[Region pointing data]
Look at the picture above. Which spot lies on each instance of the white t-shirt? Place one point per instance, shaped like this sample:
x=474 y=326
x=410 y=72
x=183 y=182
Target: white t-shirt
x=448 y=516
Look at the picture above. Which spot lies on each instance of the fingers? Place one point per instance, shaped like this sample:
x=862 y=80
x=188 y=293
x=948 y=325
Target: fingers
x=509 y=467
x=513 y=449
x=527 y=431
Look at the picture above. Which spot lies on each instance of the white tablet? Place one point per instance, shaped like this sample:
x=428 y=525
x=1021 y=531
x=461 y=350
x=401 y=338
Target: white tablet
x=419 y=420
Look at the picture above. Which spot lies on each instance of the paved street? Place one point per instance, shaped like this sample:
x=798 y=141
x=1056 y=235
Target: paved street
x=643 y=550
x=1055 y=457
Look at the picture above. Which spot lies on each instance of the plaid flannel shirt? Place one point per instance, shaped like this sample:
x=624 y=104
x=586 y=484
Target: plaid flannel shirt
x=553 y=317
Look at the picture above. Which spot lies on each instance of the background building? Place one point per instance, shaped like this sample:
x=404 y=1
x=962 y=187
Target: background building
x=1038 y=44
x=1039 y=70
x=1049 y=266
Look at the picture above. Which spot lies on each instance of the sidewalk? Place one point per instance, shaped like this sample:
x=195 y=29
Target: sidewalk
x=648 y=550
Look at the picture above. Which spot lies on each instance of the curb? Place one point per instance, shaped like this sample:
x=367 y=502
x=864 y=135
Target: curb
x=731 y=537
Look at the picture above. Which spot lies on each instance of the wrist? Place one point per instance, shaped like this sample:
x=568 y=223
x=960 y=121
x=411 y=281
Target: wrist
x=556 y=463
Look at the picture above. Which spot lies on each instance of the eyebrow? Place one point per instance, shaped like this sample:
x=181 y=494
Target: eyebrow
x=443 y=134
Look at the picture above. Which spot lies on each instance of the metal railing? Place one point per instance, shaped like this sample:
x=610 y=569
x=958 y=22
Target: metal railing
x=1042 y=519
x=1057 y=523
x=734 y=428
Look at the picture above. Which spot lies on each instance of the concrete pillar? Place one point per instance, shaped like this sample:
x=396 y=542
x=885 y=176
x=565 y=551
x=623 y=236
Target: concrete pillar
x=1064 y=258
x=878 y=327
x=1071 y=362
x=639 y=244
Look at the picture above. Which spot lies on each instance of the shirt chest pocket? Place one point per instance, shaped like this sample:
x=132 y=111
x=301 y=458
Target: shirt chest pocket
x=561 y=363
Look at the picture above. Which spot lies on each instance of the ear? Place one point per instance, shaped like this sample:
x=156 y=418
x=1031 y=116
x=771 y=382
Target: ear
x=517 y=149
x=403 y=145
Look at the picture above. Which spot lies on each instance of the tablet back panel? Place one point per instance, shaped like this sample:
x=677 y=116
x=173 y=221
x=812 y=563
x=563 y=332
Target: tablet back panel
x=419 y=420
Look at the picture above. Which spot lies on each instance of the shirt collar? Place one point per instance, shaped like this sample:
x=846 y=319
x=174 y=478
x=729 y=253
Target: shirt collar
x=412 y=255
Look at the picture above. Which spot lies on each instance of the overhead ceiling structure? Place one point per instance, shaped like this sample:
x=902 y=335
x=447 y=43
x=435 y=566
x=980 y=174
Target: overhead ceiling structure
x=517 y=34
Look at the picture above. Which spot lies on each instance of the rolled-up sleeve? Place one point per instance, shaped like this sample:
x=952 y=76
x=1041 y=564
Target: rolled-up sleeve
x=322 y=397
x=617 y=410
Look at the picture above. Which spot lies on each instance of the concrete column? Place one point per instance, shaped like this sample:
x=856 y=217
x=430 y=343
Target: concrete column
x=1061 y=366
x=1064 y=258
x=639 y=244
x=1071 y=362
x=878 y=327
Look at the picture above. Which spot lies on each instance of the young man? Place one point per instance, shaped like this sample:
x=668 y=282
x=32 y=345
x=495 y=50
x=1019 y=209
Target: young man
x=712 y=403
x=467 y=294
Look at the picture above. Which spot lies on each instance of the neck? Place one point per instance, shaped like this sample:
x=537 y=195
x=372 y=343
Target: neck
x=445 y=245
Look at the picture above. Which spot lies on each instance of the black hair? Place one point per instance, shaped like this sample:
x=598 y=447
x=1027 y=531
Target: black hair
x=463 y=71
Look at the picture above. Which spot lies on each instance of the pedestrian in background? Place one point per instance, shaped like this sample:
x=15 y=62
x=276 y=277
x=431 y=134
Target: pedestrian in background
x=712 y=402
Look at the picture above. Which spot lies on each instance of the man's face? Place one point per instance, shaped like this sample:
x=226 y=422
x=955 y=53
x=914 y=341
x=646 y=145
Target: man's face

__What needs to be done__. Output every entry exactly as given.

__Solution for this task__.
Look at the picture above. Which spot lies on each instance of the white t-shirt? Place one point per instance, shaped like this sample:
x=474 y=326
x=410 y=72
x=183 y=182
Target: white t-shirt
x=448 y=516
Look at the picture above. Which spot lies on each instance of the fingers? Place one point per instance, shaped like this sample:
x=862 y=80
x=188 y=293
x=948 y=325
Target: fingers
x=509 y=467
x=513 y=449
x=527 y=431
Look at the picture above. Which spot lies on each instance of the white tablet? Place one point per instance, shaped like this sample:
x=428 y=525
x=1021 y=531
x=461 y=350
x=401 y=338
Target: white tablet
x=419 y=420
Look at the picture above. Which spot lies on each instance of the paved street? Place one point per instance, shaped like this sample:
x=798 y=141
x=1056 y=235
Target: paved street
x=643 y=550
x=1055 y=457
Look at the picture above. Which spot lies on each instance of the plaid flannel shirt? Place one point per instance, shaped like this sample:
x=624 y=104
x=586 y=484
Target: plaid flannel shirt
x=553 y=317
Look at the picture above. Which spot lies on each instance of the background building? Place one point per instance, shaped like this sample:
x=404 y=1
x=962 y=187
Target: background building
x=1038 y=44
x=1039 y=70
x=1049 y=266
Look at the picture above. Which spot lies on each instance of the sidewalk? Place one point per instance, shaped like this sample:
x=195 y=29
Target: sidewalk
x=648 y=550
Look at the picture above. Which spot lies on each instance of the curb? Place one point per instance, shaped like this sample:
x=367 y=502
x=864 y=135
Target: curb
x=731 y=537
Look at the picture above. Which spot lies on each instance of the wrist? Place one point per instance, shaped like this sample:
x=568 y=223
x=960 y=121
x=411 y=281
Target: wrist
x=556 y=463
Look at the picture above. Which spot lies on each instance of the eyebrow? Place one point per instance, shaped like this sample:
x=181 y=494
Target: eyebrow
x=443 y=134
Look at the picture above. Which spot lies on each instance of the metal railing? Place one point per instance, shaped like this sample:
x=610 y=569
x=958 y=22
Target: metal railing
x=1042 y=519
x=1057 y=523
x=734 y=428
Look at the picture above. Which spot lies on each instance of the concrete pillar? Place one point per instance, shaped like this sample:
x=396 y=542
x=885 y=176
x=565 y=551
x=623 y=236
Target: concrete pillar
x=1064 y=258
x=878 y=327
x=1071 y=362
x=639 y=244
Look at the picture above. Which spot lies on each instance of the shirt chest pocket? Place one point per instance, shaped like this sample:
x=132 y=111
x=301 y=458
Target: shirt chest pocket
x=561 y=363
Look at the picture above. Which spot lies on each instance of the ear? Place one point per instance, shaped like this sample:
x=156 y=418
x=1031 y=116
x=771 y=382
Target: ear
x=517 y=149
x=403 y=145
Look at the picture above. Which spot lies on each instance of the tablet back panel? Place one point per instance, shaped like this sample:
x=677 y=116
x=173 y=221
x=812 y=563
x=563 y=332
Target: tablet back panel
x=419 y=420
Look at the picture above. Which spot lies on each instance of the shirt collar? Place one point per instance, shaped like this sample:
x=846 y=319
x=174 y=478
x=729 y=253
Target: shirt collar
x=412 y=255
Look at the picture above. Which spot lies on each instance of the overhead ceiling structure? Place one point per instance, shaped like this sample:
x=902 y=335
x=447 y=43
x=435 y=566
x=980 y=174
Target: overhead ceiling structure
x=517 y=34
Look at the picture above. Which spot lies on each instance of the rolled-up sleeve? Place one point per instance, shaped like this sample:
x=952 y=76
x=1041 y=564
Target: rolled-up sleeve
x=322 y=397
x=617 y=410
Look at the picture above. Which spot lies on each instance of the concrete column? Place one point per instance, shaped like this sample:
x=856 y=217
x=430 y=343
Target: concrete column
x=1061 y=366
x=1064 y=258
x=639 y=244
x=1071 y=362
x=878 y=327
Look at the picture above. Which spot lies on each instance of the young man? Place one point per instance, shaped like this sample:
x=668 y=282
x=32 y=345
x=495 y=50
x=1019 y=209
Target: young man
x=712 y=403
x=467 y=294
Look at the picture above. Which spot lies on each instance of the neck? Place one point per instance, shaped like this sample:
x=537 y=195
x=372 y=343
Target: neck
x=445 y=245
Look at the picture above. Which spot lies on each instance of the black hair? Place one point per instance, shaped like this sample:
x=598 y=447
x=1027 y=531
Target: black hair
x=463 y=71
Look at the picture above. Which spot lies on each instance of the pedestrian in background? Place one point per instance, shaped like this sample:
x=15 y=62
x=276 y=277
x=431 y=134
Target: pedestrian in background
x=712 y=402
Look at the picture above. Which spot lies on each instance of the man's face? Place one point per instance, shaped like this sample:
x=226 y=422
x=955 y=53
x=914 y=341
x=646 y=145
Target: man's face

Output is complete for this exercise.